**Problem description**. Set down the material below in full, matching it exactly.

**Point placement records**.
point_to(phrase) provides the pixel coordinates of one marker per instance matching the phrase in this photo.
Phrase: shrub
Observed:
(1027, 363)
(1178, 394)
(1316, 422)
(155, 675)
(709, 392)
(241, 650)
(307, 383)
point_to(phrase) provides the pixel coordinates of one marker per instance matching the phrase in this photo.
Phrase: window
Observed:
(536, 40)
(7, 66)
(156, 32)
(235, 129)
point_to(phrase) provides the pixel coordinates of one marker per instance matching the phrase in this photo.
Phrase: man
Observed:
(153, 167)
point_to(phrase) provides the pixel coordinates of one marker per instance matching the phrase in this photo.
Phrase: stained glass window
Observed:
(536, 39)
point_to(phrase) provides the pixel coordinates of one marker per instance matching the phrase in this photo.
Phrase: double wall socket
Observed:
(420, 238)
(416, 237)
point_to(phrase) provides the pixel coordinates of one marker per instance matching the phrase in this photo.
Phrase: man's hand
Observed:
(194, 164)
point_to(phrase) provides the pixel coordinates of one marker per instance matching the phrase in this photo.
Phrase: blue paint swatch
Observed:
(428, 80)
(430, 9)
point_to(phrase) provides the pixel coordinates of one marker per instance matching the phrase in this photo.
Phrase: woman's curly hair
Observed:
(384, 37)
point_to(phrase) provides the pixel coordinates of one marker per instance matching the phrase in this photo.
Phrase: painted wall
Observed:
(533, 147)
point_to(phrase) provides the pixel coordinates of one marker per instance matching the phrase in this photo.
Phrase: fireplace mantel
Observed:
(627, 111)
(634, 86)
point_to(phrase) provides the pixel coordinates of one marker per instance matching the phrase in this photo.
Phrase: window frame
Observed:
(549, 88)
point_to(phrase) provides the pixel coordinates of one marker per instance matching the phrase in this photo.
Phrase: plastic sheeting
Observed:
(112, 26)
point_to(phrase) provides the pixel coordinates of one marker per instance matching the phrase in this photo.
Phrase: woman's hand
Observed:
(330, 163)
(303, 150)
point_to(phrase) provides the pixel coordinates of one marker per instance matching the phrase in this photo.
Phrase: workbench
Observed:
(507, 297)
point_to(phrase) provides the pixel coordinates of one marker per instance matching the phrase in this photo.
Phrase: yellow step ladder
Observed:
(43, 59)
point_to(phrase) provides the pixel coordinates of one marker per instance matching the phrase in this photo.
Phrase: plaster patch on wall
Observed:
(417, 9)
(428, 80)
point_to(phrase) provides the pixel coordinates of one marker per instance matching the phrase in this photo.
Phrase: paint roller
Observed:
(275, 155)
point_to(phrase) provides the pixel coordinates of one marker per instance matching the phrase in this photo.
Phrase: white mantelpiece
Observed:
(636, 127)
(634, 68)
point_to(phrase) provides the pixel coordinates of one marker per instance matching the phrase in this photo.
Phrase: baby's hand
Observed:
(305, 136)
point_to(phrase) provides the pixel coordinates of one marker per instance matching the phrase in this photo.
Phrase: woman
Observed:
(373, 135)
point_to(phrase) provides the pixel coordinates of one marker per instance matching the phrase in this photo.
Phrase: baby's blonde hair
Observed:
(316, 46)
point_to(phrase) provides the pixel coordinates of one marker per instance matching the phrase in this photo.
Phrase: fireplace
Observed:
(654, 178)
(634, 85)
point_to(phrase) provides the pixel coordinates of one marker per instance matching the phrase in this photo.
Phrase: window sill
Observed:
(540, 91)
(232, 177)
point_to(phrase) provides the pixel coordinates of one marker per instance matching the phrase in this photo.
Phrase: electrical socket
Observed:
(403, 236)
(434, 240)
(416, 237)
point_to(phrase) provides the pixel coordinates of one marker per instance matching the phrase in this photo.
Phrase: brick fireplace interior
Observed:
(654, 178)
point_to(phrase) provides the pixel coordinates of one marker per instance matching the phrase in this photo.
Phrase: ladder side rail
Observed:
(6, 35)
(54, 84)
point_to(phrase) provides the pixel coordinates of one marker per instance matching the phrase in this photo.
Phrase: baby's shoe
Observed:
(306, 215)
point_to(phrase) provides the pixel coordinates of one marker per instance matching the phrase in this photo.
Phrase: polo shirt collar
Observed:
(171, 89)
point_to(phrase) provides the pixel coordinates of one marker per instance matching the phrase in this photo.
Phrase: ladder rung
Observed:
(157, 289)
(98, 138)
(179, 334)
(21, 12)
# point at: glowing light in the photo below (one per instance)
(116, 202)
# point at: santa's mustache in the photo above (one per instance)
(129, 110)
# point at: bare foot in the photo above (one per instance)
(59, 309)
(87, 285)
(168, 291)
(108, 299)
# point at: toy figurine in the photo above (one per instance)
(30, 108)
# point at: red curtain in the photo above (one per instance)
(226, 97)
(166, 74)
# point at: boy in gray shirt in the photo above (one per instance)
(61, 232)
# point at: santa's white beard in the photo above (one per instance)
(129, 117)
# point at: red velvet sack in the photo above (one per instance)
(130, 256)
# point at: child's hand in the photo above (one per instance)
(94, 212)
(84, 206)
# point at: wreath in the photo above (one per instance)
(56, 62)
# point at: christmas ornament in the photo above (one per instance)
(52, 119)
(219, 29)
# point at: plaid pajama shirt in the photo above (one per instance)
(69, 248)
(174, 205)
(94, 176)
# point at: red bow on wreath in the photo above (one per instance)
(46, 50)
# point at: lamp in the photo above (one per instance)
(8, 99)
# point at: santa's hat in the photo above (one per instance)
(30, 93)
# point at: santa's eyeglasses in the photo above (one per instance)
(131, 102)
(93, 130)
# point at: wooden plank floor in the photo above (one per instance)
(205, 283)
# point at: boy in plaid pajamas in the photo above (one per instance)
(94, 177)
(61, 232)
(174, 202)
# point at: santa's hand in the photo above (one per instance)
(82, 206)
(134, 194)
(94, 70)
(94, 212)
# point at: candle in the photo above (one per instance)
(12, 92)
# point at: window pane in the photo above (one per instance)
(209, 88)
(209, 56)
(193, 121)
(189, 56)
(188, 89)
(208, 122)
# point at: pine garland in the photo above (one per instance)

**Task output**.
point_to(phrase) provides the pixel coordinates of one marker per instance matching the phrase in this photo.
Phrase: shrub
Observed:
(1027, 363)
(1178, 394)
(1316, 422)
(155, 675)
(709, 392)
(241, 650)
(307, 383)
point_to(phrase) provides the pixel coordinates of one marker per instance matching the phrase in this photo.
Phrase: window
Observed:
(536, 40)
(7, 66)
(156, 32)
(235, 129)
point_to(phrase) provides the pixel coordinates of one marker per instance matching the phrase in this photo.
Phrase: man
Observed:
(153, 167)
point_to(phrase) provides the pixel coordinates of one marker per instance matching the phrase in this photo.
Phrase: stained glass window
Observed:
(536, 39)
point_to(phrase) provides the pixel coordinates of one marker per instance matching the phrase in this photo.
Phrase: double wall socket
Observed:
(420, 238)
(416, 237)
point_to(phrase) provides the pixel coordinates of one marker per instance matching the phrase in this photo.
Phrase: man's hand
Observed:
(194, 164)
point_to(phrase) provides the pixel coordinates of one marker per instance matching the phrase in this photo.
Phrase: blue paint swatch
Observed:
(428, 80)
(430, 9)
point_to(phrase) provides the pixel coordinates of one marker per instance matching the phrase in this photo.
Phrase: woman's curly hair
Observed:
(384, 37)
point_to(phrase) provides the pixel coordinates of one marker per instance matching the phrase in this photo.
Phrase: painted wall
Observed:
(533, 147)
point_to(phrase) provides the pixel coordinates of one marker per instance matching the phrase in this photo.
Phrase: fireplace mantel
Observed:
(627, 111)
(634, 86)
point_to(phrase) provides the pixel coordinates of one marker per instance matching the phrase in this photo.
Phrase: window frame
Observed:
(549, 88)
point_to(phrase) provides the pixel coordinates of one marker per instance matching the phrase in this photo.
Phrase: plastic sheeting
Observed:
(112, 26)
point_to(phrase) provides the pixel coordinates of one marker per instance matching the phrase in this photo.
Phrase: woman's hand
Observed:
(330, 163)
(303, 150)
point_to(phrase) provides the pixel coordinates of one marker per instance matching the phrase in this photo.
Phrase: workbench
Observed:
(507, 297)
point_to(phrase) provides the pixel coordinates of one marker per instance matching the phrase in this photo.
Phrase: yellow step ladder
Observed:
(43, 59)
point_to(phrase) provides the pixel coordinates of one marker per instance matching the phrase in this photo.
Phrase: plaster patch on wall
Observed:
(417, 9)
(428, 80)
point_to(phrase) provides the pixel coordinates of one marker per instance matching the phrase in this photo.
Phrase: paint roller
Observed:
(275, 155)
point_to(phrase) provides the pixel coordinates of one marker per instance matching the phrase in this photo.
Phrase: white mantelpiece
Observed:
(636, 127)
(634, 68)
point_to(phrase) provides the pixel coordinates of one marker per instance matching the phrase in this photo.
Phrase: baby's hand
Observed:
(305, 136)
point_to(phrase) provides the pixel coordinates of one marker per instance matching the phrase in this photo.
Phrase: woman
Observed:
(373, 135)
point_to(phrase) provides the pixel coordinates of one marker per instance matching the phrase in this photo.
Phrase: baby's blonde hair
Observed:
(316, 46)
point_to(phrase) provides the pixel coordinates of one marker per instance matching the phrase in this photo.
Phrase: fireplace
Observed:
(654, 178)
(634, 85)
point_to(phrase) provides the pixel coordinates of one marker per instance matching the phrase in this photo.
Phrase: window sill
Observed:
(540, 91)
(232, 177)
point_to(phrase) provides the pixel coordinates of one marker per instance matching the phrase in this photo.
Phrase: electrical socket
Observed:
(403, 236)
(434, 240)
(416, 237)
point_to(phrase) provides the pixel coordinates of one marker per instance matching the phrase in this photo.
Phrase: brick fireplace interior
Observed:
(654, 178)
point_to(phrase) provides the pixel coordinates of one marker per instance matching the phrase in this photo.
Phrase: ladder side rail
Observed:
(6, 35)
(54, 84)
point_to(phrase) provides the pixel coordinates of one marker per instance matching the phrase in this photo.
Phrase: baby's shoe
Observed:
(306, 215)
point_to(phrase) provides the pixel coordinates of one marker per instance matching the phrase in this photo.
Phrase: polo shirt collar
Observed:
(171, 89)
point_to(phrase) provides the pixel coordinates of one marker per instance matching the phrase in this photo.
Phrase: ladder rung
Observed:
(157, 289)
(98, 138)
(179, 334)
(21, 12)
# point at: glowing light in the photo below (one per instance)
(116, 202)
# point at: santa's mustache in the photo above (one per instance)
(129, 110)
# point at: bare foot in the photo above (one per instance)
(59, 309)
(87, 285)
(168, 291)
(108, 299)
# point at: toy figurine in the photo above (one per instance)
(30, 108)
# point at: red curtain in the photo above (one per instance)
(226, 97)
(166, 74)
# point at: boy in gray shirt in the photo above (one per instance)
(61, 232)
# point at: santa's white beard in the photo above (one per instance)
(129, 117)
# point at: red velvet sack in the photo above (one per instance)
(130, 256)
# point at: child's hand in the photo above (one per instance)
(94, 212)
(84, 206)
# point at: wreath in the photo above (one per instance)
(56, 62)
# point at: christmas ornament in the photo above (one per instance)
(52, 119)
(219, 29)
# point at: plaid pajama shirt in the photo above (one per instance)
(69, 248)
(174, 205)
(94, 176)
# point at: red bow on wreath in the photo above (one per instance)
(46, 50)
# point at: lamp in the photo above (one per instance)
(8, 99)
# point at: santa's hat in the photo above (one per instance)
(30, 93)
# point at: santa's eyeglasses in the photo above (one per instance)
(131, 102)
(93, 130)
# point at: wooden plank floor in the photo above (one per instance)
(205, 283)
# point at: boy in plaid pajamas in the photo above (one per instance)
(94, 177)
(61, 232)
(174, 202)
# point at: santa's hand in the photo above (one per instance)
(82, 206)
(134, 194)
(94, 70)
(94, 212)
# point at: candle in the photo above (one per instance)
(12, 92)
# point at: window pane in the photo above (one per instance)
(209, 88)
(209, 56)
(193, 121)
(189, 56)
(188, 89)
(208, 122)
# point at: pine garland in the photo above (one per instance)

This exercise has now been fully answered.